But even if robots.txt was an ironclad agreement, content published to the fediverse doesn’t solely live on its originating server. If Cara was connected to the fediverse, images posted there could still be found on its servers, but they would also be syndicated to the home servers of anyone who followed its users. If a user on Threads followed a Cara user, the Cara user’s images would be copied to Threads; if a user on a Mastodon instance followed that user, the images would be copied to that Mastodon instance. The images are copied across the web as soon as they are published; even if Cara protects its servers from being accessed by AI crawlers, these other downstream fediverse servers are not guaranteed to be protected.
By connecting to the fediverse, one might argue that servers implicitly license their content to be reused across different services. This is markedly different from RSS, where this is explicitly not the case: there is legal precedent that says my RSS feed cannot be used to republish my content elsewhere without my permission (although you can, of course, access its content in a private feed reader; that’s the point). But on the fediverse, the ability to reshare across platforms is core functionality.
The following things are all true:
- Content published to the fediverse may be both re-copied to and served from other peoples’ servers
- Those servers may have different policies regarding content use
- In the absence of a robots.txt directive, AI crawlers will scrape a website’s data, even if they don’t have the legal right to
- Some servers may themselves be owned by AI vendors and may use federated content to train generative models even without the use of a scraper
As a result, there is no way an author can protect it from being used in an AI training set. The owners of a fediverse site wouldn’t have the right to make a deal with an AI vendor to sell the content it hosted because they wouldn’t have the copyright to all of that content in the first place. But because AI crawlers greedily scrape content without asking for permission, unless the site explicitly opts out with robots.txt, it doesn’t matter.
This leads me to a few conclusions:
- It is a moral obligation for every fediverse site to prevent crawling of federated content by robustly setting robots.txt directives at a minimum
- Discussions about adding content licensing support to the fediverse are even more important than they appear
- Someone needs to legally prevent AI vendors from using all available data as training fodder
A fediverse (and a web!) where Cara can safely join while adhering to its principles is a more functional, safer network. To build it we’ll need to support explicit licensing on the fediverse, create a stronger standard for user protections across fediverse sites, and seek more robust legal protections against AI crawler activity. While these are ambitious goals, I believe they’re achievable — and necessary to support the artists and content creators who make the web their home.

» LISTED RECORDS:

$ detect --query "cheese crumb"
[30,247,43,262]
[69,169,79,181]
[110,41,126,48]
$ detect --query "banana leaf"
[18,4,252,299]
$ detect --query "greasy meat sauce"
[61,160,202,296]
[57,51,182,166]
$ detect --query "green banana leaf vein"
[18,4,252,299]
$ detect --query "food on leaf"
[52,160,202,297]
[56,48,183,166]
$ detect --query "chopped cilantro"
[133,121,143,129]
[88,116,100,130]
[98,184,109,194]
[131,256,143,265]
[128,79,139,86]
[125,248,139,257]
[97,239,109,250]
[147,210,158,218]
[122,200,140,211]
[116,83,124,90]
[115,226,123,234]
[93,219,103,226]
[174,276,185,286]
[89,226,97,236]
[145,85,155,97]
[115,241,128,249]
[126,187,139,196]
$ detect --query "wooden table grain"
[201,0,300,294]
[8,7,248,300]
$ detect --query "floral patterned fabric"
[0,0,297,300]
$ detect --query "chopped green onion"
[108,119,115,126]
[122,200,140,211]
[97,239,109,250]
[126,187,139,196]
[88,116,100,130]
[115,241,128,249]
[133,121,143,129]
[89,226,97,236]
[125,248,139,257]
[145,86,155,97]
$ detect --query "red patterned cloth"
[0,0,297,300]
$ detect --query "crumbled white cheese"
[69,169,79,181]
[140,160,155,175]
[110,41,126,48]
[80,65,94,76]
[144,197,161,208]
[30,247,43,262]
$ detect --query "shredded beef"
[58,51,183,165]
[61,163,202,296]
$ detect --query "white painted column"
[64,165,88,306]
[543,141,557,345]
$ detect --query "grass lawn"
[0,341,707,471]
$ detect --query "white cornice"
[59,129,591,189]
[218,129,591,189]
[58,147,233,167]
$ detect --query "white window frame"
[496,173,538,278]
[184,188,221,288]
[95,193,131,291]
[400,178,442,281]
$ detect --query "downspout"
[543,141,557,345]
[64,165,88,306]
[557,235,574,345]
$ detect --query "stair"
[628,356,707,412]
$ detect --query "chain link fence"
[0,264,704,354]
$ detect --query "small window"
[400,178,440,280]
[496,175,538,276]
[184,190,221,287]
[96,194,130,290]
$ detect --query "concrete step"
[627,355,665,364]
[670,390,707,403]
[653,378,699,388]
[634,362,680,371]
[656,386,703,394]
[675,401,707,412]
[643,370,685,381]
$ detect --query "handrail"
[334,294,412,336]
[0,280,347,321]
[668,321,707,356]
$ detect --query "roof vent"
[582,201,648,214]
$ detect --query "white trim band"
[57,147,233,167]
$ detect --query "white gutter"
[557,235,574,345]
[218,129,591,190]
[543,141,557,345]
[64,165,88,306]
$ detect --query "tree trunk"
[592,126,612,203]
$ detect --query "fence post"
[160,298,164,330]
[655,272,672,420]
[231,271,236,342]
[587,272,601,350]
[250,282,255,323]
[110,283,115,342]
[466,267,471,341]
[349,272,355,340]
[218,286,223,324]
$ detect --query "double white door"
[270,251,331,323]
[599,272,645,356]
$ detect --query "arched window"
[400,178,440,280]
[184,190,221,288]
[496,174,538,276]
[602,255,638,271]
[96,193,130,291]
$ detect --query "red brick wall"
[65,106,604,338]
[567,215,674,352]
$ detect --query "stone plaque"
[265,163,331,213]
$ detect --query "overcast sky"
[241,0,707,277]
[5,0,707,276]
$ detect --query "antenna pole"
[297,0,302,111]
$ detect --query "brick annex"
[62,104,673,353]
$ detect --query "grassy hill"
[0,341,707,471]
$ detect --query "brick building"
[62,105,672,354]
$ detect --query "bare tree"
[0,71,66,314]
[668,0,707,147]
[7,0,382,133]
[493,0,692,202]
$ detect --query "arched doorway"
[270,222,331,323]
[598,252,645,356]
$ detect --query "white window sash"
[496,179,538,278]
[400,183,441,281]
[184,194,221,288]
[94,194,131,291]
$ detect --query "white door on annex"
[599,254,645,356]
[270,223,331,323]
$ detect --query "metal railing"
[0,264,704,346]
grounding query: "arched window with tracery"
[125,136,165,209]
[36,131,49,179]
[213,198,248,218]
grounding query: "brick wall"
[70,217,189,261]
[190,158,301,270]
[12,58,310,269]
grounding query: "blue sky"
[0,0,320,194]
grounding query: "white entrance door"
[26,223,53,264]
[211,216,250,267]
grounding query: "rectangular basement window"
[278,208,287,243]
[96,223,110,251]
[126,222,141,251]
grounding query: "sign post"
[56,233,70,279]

» TASKS:
(a) In the text on the fediverse and AI crawlers, what does legal precedent say an RSS feed cannot be used to do?
(b) Reproduce the portion of the text on the fediverse and AI crawlers that opens with the words containing "But even if" and closes with "to be protected.".

» OUTPUTS BY TASK:
(a) It cannot be used to republish the author's content elsewhere without permission.

(b)
But even if robots.txt was an ironclad agreement, content published to the fediverse doesn’t solely live on its originating server. If Cara was connected to the fediverse, images posted there could still be found on its servers, but they would also be syndicated to the home servers of anyone who followed its users. If a user on Threads followed a Cara user, the Cara user’s images would be copied to Threads; if a user on a Mastodon instance followed that user, the images would be copied to that Mastodon instance. The images are copied across the web as soon as they are published; even if Cara protects its servers from being accessed by AI crawlers, these other downstream fediverse servers are not guaranteed to be protected.